▶ **Data records**
--------------------

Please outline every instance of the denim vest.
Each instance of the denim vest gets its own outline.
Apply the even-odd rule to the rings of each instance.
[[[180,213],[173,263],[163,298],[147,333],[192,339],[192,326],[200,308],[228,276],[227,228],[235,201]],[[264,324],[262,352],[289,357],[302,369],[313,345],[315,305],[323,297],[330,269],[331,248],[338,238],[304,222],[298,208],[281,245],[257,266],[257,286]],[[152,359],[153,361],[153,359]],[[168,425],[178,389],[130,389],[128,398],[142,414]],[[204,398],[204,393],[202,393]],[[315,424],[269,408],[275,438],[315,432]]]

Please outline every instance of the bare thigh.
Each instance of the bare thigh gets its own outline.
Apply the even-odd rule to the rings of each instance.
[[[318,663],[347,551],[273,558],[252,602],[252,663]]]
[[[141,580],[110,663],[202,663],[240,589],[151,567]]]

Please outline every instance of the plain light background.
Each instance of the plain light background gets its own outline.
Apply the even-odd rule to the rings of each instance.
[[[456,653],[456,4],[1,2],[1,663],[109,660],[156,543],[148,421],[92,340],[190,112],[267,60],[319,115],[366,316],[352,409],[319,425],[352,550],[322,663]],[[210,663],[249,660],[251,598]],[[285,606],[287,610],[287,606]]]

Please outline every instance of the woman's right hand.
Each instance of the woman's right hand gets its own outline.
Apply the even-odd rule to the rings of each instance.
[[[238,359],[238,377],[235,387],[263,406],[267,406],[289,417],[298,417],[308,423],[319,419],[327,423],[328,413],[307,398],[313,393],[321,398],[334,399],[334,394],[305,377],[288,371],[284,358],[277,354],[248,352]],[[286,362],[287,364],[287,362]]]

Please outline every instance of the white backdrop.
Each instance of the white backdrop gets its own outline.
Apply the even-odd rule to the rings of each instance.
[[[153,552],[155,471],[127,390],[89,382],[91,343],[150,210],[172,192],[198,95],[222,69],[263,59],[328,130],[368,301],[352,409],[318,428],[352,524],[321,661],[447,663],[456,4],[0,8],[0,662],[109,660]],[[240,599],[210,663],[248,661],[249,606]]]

--------------------

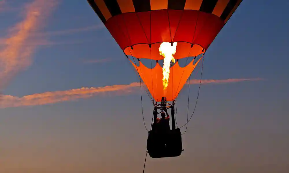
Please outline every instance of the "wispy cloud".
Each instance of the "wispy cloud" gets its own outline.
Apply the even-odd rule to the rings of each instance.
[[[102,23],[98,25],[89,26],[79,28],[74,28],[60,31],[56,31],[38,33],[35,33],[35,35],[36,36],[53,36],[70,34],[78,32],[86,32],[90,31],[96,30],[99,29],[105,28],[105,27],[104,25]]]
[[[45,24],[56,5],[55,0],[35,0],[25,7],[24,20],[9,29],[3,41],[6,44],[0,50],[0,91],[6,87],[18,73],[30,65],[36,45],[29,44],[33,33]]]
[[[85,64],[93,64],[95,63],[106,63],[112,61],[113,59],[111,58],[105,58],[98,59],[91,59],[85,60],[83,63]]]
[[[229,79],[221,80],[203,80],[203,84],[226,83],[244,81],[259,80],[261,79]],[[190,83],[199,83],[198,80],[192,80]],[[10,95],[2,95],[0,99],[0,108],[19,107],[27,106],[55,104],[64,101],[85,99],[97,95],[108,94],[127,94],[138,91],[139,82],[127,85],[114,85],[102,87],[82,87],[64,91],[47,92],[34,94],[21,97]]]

--------------------

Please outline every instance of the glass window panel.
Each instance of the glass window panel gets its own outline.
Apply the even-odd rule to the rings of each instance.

--------------------

▶ **Written problem**
Reproduce the part of the listing starting at the line containing "Please outline every instance of the bare" and ending at the line containing "[[[141,580],[110,663],[202,663],[240,589],[151,567]]]", both included, with the request lines unchanged. Scale every polygon coordinate in the answers by 1.55 and round each result to a whole number, with halves rounded up.

▶ **Response to the task**
Please outline every instance of the bare thigh.
Each instance of the bare thigh gets its own outline.
Apply the even-odd rule to the rings of each instance.
[[[493,1028],[538,854],[423,865],[391,933],[391,1028]]]
[[[219,899],[171,1028],[313,1028],[372,913],[234,879]]]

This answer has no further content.